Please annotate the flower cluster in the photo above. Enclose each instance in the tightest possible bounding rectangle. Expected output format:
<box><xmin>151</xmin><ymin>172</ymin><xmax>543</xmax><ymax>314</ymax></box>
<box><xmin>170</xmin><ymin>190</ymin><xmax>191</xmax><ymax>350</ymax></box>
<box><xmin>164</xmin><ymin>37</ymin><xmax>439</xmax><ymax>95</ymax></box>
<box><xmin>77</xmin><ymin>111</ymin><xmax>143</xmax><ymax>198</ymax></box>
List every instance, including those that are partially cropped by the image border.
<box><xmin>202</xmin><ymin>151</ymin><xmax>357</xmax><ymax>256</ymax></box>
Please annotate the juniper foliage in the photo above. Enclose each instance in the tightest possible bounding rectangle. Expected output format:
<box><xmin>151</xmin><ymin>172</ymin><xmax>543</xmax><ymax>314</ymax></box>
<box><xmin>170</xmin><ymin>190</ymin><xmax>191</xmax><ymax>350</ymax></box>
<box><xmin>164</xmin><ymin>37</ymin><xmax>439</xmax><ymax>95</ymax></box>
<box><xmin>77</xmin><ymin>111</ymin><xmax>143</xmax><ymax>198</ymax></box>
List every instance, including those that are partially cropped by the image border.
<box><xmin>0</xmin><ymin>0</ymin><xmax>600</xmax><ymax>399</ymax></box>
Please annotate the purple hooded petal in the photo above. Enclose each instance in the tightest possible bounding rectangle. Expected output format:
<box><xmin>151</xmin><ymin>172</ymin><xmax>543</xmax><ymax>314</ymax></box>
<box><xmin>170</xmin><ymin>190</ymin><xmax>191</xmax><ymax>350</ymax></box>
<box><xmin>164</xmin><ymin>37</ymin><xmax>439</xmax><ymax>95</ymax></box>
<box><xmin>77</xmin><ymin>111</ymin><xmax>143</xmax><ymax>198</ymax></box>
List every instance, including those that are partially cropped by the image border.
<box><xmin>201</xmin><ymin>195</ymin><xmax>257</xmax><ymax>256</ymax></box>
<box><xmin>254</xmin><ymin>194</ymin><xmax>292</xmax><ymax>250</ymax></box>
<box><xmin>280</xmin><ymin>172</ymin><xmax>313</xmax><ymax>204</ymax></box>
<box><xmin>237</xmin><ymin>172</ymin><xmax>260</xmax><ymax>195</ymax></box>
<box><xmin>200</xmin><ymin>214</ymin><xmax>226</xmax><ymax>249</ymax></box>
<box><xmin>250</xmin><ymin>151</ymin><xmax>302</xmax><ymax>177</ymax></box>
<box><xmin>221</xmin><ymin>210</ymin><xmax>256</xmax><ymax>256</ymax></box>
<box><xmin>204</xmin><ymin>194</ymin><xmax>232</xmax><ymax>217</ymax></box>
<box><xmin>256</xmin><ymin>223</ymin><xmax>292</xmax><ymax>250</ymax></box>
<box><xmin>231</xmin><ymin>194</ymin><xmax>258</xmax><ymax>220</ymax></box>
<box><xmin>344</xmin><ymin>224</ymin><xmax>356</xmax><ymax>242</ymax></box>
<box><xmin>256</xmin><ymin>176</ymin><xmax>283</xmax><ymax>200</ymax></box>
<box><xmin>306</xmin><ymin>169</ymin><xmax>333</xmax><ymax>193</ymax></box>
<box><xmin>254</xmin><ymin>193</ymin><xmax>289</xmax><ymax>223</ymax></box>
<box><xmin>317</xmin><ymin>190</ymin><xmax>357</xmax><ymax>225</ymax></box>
= = =
In how many lines of the records does the string "above" appear? Case counts; reply with the number only.

#### Task solution
3